Study text
++++++

While the densely populated west coast of Taiwan braces itself for the onslaught of whatever latest genetic variant arrives at international airports, residents on the east coast are embracing the arrival of floating rocks you can use to scrub your pots and pans.
Pumice stone from recent eruptions in the Ogasawara Islands has started to wash up on the coasts of eastern and southern Taiwan, after causing havoc for coastal shipping in parts of Japan.
Undersea volcanoes in the Japanese territory have produced a vast amount of the floating pebbles in recent months, clogging up ports in Okinawa, parts of Kyushu, and floating as far north as Tokyo.
Governor of Okinawa, Denny Tamaki, said the mass of solidified volcanic foam had a “huge impact on the fisheries and tourism industries as well as the environment,” according to a report in The Guardian.
Around 40 fishing boats were damaged, and ferry services in Japan’s southernmost island chain were temporarily suspended, the report noted.
Japanese researchers, in October, predicted that ocean currents would carry masses of pumice to coasts of Taiwan and the Philippines via the Kuroshio current. Miyama Toru at the Japan Agency for Marine-Earth Science and Technology released a simulation October 28 that predicted the pumice would reach the Batanes island group between the Philippines and Taiwan around November 20.
Japan media outlet NHK confirmed the arrival of the pumice in the Batanes November 25.

++++++

Given records
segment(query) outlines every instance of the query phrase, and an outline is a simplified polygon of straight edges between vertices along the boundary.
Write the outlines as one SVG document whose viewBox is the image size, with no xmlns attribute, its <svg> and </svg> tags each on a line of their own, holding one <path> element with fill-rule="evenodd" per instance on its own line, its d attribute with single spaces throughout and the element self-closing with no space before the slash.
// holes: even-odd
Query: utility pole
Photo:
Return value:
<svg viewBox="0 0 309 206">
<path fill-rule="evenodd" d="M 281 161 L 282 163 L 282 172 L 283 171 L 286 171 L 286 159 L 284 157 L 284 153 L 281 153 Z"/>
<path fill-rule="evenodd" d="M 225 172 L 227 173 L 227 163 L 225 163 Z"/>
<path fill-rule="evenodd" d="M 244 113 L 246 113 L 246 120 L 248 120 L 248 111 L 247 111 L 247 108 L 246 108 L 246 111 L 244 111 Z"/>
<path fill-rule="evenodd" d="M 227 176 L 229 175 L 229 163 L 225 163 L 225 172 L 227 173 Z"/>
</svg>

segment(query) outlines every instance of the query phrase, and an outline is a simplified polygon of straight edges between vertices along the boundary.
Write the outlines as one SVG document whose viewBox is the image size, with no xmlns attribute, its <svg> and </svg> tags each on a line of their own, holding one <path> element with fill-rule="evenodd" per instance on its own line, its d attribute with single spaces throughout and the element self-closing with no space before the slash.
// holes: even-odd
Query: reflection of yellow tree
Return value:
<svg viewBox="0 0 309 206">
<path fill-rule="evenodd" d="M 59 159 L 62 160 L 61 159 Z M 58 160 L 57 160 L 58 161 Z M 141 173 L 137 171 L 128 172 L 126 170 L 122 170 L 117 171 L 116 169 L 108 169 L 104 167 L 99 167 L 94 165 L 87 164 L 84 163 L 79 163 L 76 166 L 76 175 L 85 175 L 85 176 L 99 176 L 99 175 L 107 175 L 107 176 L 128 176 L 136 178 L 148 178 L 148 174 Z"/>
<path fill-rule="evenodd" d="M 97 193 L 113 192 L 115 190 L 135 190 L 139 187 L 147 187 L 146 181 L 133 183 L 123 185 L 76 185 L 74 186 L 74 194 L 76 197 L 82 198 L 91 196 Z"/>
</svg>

++++++

What the exercise asks
For each statement, say yes or no according to the article on pumice reaching Taiwan, and quote the words from it that decide the matter. (a) About 40 fishing boats were damaged. (b) The simulation released October 28 predicted the pumice would reach the Batanes around November 25. (c) The pumice floated as far north as Tokyo.

Reply
(a) Yes: "Around 40 fishing boats were damaged"
(b) No: "predicted the pumice would reach the Batanes island group between the Philippines and Taiwan around November 20"
(c) Yes: "floating as far north as Tokyo"